◆ **What this exercise asks**
[1] According to the swan article, at about what time did the subway come to a halt?
[2] Edit the swan article's passage from "It wasn’t until" to "a damn swan.", replacing "snafu" with "glitch".

◆ **Study text**
---
Shout Out to the Swan That Held up My Orange Line Train Today
A lost bird at Assembly brought the MBTA line to a halt today.
I’ve learned to just roll with the punches on the Orange Line. Delays come, delays go. Some days are much better than others. So when my train was stuck for several minutes this morning and an announcement about what particular malady was slowing us up this time, I couldn’t hear it through the music blaring in my headphones.
It wasn’t until later that I learned there wasn’t just some signal snafu or mysterious track issue to blame when the subway ground to a halt a little after 9 a.m. It was a damn swan.
This guy holding up the Orange line this morning #MBTA #orangeline pic.twitter.com/S3y8r3CR1j
— Benjamin Finkelstein (@Benfinkels) May 24, 2019
Commuter Benjamin Finkelstein snapped a photo of the culprit and posted it to Twitter. And a more attentive passenger than myself heard the unusual explanation come through the train’s speakers: “Attention passengers, this train will be standing by due to a distraught swan in the right of way near Wellington Station.”
---
◆ **Records in a dataset**
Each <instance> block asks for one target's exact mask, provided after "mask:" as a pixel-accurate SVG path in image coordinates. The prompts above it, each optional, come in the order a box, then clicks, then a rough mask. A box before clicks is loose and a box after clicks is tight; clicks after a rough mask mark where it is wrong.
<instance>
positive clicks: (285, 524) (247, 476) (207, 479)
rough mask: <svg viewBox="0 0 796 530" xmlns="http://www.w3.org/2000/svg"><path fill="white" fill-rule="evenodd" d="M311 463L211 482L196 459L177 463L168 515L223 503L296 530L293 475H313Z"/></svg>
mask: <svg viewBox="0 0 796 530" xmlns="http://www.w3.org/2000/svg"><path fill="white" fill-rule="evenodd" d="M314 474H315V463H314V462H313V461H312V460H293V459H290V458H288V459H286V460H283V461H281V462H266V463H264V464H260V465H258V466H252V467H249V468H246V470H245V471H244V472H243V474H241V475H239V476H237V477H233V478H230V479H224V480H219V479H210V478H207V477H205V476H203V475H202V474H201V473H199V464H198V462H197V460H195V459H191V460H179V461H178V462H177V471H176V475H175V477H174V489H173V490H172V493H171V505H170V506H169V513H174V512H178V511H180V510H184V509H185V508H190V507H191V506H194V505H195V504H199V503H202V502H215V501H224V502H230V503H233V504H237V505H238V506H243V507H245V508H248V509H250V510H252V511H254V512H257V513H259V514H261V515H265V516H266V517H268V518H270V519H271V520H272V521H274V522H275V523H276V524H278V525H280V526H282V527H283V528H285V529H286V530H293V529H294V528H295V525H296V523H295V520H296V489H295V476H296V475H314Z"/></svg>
---
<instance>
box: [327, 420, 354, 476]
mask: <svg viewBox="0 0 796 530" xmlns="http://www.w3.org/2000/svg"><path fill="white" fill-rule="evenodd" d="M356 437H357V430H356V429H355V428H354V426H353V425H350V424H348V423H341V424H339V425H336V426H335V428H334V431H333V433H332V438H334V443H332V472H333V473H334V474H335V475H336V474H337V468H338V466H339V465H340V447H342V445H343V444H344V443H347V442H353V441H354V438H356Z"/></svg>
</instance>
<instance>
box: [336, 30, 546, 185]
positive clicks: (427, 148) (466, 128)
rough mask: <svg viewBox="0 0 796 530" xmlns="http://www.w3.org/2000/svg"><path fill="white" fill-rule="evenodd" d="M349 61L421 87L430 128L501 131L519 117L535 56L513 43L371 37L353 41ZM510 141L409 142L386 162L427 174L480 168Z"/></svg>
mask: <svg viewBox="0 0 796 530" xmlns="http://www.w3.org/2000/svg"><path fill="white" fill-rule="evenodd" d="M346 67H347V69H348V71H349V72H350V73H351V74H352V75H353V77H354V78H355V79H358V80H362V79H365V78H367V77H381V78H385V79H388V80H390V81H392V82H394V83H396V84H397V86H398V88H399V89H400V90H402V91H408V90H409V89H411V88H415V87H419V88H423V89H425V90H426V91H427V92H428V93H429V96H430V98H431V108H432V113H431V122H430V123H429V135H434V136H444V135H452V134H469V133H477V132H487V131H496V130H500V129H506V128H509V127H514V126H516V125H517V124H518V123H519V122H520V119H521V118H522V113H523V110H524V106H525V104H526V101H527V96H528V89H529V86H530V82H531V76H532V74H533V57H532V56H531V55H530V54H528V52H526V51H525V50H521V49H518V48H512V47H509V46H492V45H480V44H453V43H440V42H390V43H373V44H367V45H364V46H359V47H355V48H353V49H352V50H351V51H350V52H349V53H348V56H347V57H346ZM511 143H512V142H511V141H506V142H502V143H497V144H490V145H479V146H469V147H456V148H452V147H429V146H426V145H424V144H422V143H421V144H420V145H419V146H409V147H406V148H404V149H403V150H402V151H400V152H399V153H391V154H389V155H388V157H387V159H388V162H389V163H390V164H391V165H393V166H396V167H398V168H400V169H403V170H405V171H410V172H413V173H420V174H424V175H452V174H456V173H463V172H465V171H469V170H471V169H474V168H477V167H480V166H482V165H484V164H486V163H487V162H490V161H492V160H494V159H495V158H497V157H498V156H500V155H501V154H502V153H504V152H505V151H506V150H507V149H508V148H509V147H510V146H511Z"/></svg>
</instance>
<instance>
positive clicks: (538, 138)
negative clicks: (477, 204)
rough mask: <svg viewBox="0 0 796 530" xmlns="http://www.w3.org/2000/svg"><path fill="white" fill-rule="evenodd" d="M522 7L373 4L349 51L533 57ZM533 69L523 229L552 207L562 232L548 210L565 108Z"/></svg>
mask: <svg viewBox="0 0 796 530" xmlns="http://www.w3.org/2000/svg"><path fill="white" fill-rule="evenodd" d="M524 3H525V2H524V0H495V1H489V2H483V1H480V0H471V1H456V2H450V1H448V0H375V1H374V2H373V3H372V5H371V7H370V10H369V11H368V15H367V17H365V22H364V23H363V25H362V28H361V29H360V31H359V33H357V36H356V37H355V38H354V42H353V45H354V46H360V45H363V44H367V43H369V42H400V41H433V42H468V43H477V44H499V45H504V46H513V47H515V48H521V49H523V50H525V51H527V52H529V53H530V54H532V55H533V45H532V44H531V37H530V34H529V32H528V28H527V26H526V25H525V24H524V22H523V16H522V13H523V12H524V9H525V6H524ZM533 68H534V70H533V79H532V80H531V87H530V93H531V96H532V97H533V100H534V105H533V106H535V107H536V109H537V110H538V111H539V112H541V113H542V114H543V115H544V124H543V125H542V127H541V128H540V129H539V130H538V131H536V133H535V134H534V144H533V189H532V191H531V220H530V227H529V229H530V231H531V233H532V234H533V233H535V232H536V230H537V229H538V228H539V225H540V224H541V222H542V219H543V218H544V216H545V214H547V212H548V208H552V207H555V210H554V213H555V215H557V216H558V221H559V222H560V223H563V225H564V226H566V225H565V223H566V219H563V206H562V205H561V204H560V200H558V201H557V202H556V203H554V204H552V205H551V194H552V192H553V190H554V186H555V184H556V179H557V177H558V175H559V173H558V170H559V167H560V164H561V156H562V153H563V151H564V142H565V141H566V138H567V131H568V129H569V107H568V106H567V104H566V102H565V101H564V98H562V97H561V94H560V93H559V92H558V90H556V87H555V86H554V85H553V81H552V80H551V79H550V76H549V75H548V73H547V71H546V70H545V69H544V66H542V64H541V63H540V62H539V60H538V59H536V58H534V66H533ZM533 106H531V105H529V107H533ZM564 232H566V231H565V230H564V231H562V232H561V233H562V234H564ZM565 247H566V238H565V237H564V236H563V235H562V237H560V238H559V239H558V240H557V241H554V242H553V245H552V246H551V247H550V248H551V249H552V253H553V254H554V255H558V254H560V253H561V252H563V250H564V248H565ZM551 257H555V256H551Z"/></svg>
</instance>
---
◆ **Results of the tasks**
[1] A little after 9 a.m.

[2]
It wasn’t until later that I learned there wasn’t just some signal glitch or mysterious track issue to blame when the subway ground to a halt a little after 9 a.m. It was a damn swan.